• REQUIRED ACTION 1:
Which things about portable workflows does the Cloud Work Stream's standards work aim to facilitate, according to the WES announcement?
• REQUIRED ACTION 2:
How would you summarize the WES announcement in two sentences?
• REQUIRED ACTION 3:
Reproduce the passage of the WES announcement starting with "Taken as a whole, this" and going on through "preferred storage environment.".

___ PAGE TEXT

26 October 2018
The GA4GH Cloud Work Stream has announced version 1 of its Workflow Execution Service (WES) API — a protocol for running the same genomic data analysis in multiple cloud environments. The announcement was made at the GA4GH 6th Plenary Meeting in Basel, Switzerland earlier this month.
“WES enables users to define workflows in a standard way, package them up, and then hand them to workflow engines that live in many different places,” said David Glazer, Engineering Director at Verily Life Sciences and co-lead of the Cloud Work Stream. “You should be able to run your workflow wherever you want on whatever data you have and be confident you’ll get the same answer — WES allows you to do just that.”
WES is part of a larger framework to seamlessly bring algorithms to genomic data rather than attempting to transfer that data across national and institutional bounds, which is cumbersome, resource intensive, and limited by regulatory constraints. “Our task as a work stream is to come up with the standards to facilitate the definition of these portable workflows, the sharing of them, and the execution of them,” said Glazer.
Taken as a whole, this framework will have positive impacts for both tool developers and tool users — developers will only need to package their tools once to make them available to the broad community, and researchers will have ready access to more tools as well as the ability to run compatible analyses across data in many places. WES addresses that last step in the framework — the execution of portable workflows in a preferred compute environment using data in a preferred storage environment.

______
___ PROVIDED DATA

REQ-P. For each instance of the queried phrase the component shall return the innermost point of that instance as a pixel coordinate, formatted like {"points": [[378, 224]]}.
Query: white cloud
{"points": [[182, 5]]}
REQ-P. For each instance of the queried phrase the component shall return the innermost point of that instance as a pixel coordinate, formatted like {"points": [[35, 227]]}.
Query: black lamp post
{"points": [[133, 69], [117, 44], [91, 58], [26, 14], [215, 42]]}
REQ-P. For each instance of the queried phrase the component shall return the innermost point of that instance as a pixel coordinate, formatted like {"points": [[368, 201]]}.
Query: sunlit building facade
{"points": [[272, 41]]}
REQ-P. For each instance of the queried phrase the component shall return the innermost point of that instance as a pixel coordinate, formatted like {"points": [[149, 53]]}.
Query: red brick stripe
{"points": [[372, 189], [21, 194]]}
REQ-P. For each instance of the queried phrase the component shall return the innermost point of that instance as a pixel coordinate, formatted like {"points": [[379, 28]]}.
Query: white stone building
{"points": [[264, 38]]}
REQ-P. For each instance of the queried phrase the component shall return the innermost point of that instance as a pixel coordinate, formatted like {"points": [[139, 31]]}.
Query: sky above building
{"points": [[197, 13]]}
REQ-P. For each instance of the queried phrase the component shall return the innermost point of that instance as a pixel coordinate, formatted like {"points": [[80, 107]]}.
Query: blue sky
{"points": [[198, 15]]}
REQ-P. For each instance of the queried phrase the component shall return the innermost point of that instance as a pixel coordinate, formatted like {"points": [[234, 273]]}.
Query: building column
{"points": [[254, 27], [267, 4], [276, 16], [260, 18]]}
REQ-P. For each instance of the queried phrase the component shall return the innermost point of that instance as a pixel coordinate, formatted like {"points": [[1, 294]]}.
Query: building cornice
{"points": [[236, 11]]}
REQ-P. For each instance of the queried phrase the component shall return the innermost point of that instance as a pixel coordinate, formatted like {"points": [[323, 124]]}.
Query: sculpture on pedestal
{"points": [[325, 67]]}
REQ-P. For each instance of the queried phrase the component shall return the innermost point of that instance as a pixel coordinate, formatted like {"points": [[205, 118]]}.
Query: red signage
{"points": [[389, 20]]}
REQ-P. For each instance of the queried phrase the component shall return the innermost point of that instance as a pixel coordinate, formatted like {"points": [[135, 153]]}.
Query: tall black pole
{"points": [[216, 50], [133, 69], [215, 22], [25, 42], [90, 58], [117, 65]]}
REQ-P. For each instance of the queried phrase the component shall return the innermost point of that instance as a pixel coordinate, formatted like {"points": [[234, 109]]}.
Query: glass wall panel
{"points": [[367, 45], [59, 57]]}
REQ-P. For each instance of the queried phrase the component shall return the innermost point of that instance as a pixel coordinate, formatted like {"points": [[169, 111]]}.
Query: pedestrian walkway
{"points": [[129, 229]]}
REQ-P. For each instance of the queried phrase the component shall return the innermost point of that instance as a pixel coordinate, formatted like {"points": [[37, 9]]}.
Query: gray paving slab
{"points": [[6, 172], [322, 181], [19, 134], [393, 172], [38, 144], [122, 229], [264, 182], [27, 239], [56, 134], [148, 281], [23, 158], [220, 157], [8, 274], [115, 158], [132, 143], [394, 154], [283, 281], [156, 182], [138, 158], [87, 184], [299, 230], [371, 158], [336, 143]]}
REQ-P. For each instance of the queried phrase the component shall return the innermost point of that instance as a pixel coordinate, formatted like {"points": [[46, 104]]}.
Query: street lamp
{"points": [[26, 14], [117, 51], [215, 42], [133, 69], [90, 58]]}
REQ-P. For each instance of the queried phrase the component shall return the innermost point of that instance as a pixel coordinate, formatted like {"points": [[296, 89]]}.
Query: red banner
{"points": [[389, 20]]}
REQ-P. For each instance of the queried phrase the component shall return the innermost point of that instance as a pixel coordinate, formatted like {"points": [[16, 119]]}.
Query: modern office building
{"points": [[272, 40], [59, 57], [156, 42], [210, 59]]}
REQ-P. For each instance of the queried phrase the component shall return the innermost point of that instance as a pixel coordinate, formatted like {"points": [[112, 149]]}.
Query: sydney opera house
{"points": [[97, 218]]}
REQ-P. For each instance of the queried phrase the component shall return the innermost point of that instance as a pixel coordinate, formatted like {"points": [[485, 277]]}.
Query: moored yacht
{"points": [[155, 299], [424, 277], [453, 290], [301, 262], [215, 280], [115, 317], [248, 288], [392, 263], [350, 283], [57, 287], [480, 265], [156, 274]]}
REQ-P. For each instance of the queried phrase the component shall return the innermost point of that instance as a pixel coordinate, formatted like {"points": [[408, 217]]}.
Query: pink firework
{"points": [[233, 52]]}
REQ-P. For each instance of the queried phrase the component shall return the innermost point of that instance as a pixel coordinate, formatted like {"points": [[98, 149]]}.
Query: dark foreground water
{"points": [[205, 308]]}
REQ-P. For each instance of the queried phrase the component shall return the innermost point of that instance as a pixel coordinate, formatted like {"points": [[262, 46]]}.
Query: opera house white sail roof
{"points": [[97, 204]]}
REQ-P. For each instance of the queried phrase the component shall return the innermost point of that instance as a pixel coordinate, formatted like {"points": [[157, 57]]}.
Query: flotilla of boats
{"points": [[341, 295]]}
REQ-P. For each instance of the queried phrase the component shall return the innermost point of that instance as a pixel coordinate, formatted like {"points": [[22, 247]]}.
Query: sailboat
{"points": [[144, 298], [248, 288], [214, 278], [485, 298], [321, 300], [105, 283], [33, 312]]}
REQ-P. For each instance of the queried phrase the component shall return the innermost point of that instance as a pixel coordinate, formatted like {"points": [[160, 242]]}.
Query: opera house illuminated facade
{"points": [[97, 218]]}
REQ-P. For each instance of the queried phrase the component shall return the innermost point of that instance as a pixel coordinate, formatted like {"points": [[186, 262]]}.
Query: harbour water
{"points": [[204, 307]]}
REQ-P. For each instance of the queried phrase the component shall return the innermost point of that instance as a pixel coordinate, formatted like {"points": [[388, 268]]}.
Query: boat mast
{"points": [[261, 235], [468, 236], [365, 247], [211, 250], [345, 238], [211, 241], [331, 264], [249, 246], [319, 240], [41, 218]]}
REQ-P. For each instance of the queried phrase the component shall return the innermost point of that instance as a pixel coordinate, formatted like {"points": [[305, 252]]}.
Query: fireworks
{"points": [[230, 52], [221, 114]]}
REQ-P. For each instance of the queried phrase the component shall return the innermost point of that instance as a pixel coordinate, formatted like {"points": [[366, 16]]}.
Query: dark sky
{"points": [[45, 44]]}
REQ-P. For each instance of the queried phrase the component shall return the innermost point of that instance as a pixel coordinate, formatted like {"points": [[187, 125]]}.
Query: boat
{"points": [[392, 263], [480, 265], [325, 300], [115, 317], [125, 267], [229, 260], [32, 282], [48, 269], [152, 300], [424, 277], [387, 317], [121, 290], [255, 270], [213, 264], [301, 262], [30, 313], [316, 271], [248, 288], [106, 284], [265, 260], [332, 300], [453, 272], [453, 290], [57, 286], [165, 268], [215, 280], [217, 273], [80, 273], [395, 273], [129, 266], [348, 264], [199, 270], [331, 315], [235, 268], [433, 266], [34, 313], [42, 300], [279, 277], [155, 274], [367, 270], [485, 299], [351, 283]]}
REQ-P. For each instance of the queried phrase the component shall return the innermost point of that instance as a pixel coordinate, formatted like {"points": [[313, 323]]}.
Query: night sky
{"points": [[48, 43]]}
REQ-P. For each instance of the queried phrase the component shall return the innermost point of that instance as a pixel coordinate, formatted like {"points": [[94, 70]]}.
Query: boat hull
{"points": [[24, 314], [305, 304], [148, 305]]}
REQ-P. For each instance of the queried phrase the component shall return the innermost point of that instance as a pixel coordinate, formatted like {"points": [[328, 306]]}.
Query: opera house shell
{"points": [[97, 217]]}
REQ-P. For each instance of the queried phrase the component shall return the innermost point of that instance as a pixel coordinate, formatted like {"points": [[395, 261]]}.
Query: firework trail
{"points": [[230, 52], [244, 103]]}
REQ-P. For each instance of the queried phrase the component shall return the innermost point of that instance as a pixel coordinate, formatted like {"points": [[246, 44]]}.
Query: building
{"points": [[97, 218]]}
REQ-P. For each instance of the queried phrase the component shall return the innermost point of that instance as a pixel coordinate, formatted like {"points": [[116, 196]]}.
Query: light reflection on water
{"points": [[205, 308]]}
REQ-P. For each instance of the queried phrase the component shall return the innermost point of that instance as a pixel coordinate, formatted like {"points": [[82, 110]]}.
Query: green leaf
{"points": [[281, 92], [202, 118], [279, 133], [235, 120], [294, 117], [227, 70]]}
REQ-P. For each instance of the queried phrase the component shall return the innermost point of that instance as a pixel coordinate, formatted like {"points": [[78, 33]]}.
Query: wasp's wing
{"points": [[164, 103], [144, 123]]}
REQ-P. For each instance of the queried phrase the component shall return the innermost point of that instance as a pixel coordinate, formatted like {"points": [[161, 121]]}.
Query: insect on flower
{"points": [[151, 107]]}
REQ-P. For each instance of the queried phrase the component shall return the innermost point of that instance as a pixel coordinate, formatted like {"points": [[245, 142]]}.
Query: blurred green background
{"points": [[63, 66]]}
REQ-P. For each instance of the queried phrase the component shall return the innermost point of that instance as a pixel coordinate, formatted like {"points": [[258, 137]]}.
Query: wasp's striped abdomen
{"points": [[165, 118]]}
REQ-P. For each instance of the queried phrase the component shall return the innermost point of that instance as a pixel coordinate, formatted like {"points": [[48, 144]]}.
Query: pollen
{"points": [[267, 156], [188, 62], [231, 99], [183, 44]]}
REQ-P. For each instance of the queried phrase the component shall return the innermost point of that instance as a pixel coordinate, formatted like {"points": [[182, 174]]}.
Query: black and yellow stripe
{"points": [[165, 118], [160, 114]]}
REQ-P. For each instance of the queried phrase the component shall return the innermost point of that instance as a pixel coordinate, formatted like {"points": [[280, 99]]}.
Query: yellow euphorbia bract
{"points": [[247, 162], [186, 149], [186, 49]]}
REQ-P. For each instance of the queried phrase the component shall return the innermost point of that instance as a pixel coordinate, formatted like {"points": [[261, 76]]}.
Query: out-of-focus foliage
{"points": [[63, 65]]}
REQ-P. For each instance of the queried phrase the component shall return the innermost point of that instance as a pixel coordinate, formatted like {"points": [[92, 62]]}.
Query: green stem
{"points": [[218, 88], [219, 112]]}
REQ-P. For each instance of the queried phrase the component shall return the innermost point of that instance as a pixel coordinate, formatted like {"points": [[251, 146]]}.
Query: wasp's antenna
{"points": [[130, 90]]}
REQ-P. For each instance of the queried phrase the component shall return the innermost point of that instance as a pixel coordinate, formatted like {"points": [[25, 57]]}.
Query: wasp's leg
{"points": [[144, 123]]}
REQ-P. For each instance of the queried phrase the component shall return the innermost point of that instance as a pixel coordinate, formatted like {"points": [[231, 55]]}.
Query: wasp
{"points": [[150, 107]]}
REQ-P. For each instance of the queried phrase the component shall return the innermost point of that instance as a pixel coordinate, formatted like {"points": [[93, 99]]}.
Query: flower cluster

______

• SOLUTION 1:
- The definition of portable workflows
- The sharing of them
- The execution of them

• SOLUTION 2:
The GA4GH Cloud Work Stream announced version 1 of its Workflow Execution Service (WES) API, a protocol for running the same genomic data analysis in multiple cloud environments, at the GA4GH 6th Plenary Meeting in Basel, Switzerland. WES is part of a larger framework that brings algorithms to genomic data rather than transferring the data across national and institutional bounds, and it covers the execution of portable workflows in a preferred compute environment using data in a preferred storage environment.

• SOLUTION 3:
Taken as a whole, this framework will have positive impacts for both tool developers and tool users — developers will only need to package their tools once to make them available to the broad community, and researchers will have ready access to more tools as well as the ability to run compatible analyses across data in many places. WES addresses that last step in the framework — the execution of portable workflows in a preferred compute environment using data in a preferred storage environment.